Copy verbatim the part of the Project Gaydar text below that opens with the words "On one hand" and closes with "when sharing information online.".

EXTRACT
○ ○ ○
An experiment by students at MIT has shown that they were able to ‘successfully’ predict the sexuality of people based on their friends on Facebook. The so-called ‘Project Gaydar’* showed that by looking at information that a person’s friends share online (in this case, their gender and sexual preferences) they were able to learn something about an individual themselves, even if their profile had high levels of privacy.

On one hand this may not be ground-breaking research - people tend to be friends with people who have similar interests to them and so it might be expected that gay men are likely to have a higher than average proportion of gay male friends. However, the research does highlight, again, the privacy issues that people need to think about when using social networks, and when sharing information online.

The ongoing growth of social networks and online communities is actually the tale of the ongoing growth of people sharing information online. This is a good thing. People are connecting with friends old and new, and are engaging with people and organisations who have similar interests, face similar challenges or are discussing similar questions. This sharing of information is unprecedented. It allows people to get advice and recommendations from people like them, and from people who are in similar situations. This is a huge benefit to individuals and organisations alike, but this sharing of information does, of course, mean that people are sharing things about themselves with anybody who may stumble cross the content they have added. And if people are able to put together your contributions to various communities and sites, they may know more about you than you realise.

That people can read things that you are sharing online should be no surprise to anybody. But that people can analyse your connections and the various contributions you make across the web, now and in the past, means that they can, if they so choose, build up a fairly comprehensive picture. What the MIT students did with just one facet of somebody’s life (their sexuality) could be repeated to build a much more complete picture of people using the information they leave across social networks and online communities. That this surprises people is a sign of the maturity of social networking, and online communities more broadly asa social phenomenon.
○ ○ ○
RECORD EXCERPTS

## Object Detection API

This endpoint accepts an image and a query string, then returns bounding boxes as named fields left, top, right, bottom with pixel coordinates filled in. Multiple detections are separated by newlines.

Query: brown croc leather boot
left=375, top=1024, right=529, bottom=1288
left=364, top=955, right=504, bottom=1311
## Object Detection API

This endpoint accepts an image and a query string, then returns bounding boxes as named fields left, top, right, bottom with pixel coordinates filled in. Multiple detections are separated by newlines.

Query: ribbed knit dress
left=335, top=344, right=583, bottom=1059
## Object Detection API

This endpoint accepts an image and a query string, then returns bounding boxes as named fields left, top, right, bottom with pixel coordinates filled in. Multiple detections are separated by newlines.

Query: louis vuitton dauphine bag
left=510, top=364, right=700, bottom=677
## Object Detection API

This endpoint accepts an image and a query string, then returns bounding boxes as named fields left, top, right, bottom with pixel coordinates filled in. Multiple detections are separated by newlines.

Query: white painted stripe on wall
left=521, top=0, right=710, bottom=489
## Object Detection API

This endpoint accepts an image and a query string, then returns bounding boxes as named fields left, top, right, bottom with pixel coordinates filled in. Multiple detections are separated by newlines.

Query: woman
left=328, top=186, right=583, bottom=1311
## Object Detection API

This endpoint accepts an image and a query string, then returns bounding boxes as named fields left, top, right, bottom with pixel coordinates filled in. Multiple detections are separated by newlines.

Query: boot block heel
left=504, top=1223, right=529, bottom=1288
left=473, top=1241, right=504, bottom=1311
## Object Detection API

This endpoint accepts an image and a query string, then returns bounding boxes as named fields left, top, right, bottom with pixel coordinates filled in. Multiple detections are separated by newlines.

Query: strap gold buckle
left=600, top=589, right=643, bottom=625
○ ○ ○
WRITTEN ANSWER
On one hand this may not be ground-breaking research - people tend to be friends with people who have similar interests to them and so it might be expected that gay men are likely to have a higher than average proportion of gay male friends. However, the research does highlight, again, the privacy issues that people need to think about when using social networks, and when sharing information online.